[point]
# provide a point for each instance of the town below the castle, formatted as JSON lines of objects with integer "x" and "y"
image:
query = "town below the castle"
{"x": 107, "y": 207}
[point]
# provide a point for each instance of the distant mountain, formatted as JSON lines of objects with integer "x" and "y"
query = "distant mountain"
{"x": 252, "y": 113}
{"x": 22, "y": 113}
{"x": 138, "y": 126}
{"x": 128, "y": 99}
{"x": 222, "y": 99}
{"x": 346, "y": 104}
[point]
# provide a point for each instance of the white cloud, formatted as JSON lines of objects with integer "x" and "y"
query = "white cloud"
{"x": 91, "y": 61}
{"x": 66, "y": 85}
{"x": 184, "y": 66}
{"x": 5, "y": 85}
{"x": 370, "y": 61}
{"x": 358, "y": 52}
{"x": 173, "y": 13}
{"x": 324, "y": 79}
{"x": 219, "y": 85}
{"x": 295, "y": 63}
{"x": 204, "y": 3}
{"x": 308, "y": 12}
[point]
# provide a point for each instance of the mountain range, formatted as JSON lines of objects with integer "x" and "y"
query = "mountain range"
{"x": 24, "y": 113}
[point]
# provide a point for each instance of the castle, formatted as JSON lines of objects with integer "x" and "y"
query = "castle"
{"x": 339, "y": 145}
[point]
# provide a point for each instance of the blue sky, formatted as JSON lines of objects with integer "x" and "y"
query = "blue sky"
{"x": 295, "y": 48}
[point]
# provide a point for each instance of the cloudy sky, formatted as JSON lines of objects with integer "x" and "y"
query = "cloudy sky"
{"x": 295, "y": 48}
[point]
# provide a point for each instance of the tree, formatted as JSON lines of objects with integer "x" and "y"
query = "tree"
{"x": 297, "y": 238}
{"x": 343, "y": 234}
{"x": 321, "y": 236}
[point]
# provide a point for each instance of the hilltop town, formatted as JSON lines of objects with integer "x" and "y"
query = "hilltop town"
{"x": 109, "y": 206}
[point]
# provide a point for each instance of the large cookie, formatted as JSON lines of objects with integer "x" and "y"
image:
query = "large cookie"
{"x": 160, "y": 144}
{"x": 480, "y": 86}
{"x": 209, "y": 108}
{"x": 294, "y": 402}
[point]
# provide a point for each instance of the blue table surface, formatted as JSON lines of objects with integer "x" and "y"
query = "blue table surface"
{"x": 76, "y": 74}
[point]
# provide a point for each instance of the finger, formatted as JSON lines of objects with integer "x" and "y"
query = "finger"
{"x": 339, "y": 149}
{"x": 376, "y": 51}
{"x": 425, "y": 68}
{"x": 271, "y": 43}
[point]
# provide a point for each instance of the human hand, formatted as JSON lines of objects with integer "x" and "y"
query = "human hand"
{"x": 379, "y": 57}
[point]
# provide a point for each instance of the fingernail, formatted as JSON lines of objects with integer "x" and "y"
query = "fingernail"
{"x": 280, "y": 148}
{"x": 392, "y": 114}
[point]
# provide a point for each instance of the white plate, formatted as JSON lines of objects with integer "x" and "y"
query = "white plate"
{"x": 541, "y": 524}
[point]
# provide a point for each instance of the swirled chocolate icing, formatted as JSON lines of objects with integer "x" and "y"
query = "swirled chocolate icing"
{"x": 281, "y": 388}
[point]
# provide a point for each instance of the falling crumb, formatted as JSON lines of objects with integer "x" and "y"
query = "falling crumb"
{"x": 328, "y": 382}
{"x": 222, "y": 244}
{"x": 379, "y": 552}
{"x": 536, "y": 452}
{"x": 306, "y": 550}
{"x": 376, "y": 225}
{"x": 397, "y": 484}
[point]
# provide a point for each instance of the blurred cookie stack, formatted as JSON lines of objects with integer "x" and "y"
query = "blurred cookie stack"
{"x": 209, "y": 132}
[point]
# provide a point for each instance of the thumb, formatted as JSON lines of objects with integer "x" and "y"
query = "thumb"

▸ TASK GOAL
Please show each line in the records above that contains "thumb".

▸ WRITTEN RESPONSE
# provide a point for each instance of the thumb, formatted as JSON lines of objects with integer "x" and "y"
query = "thumb"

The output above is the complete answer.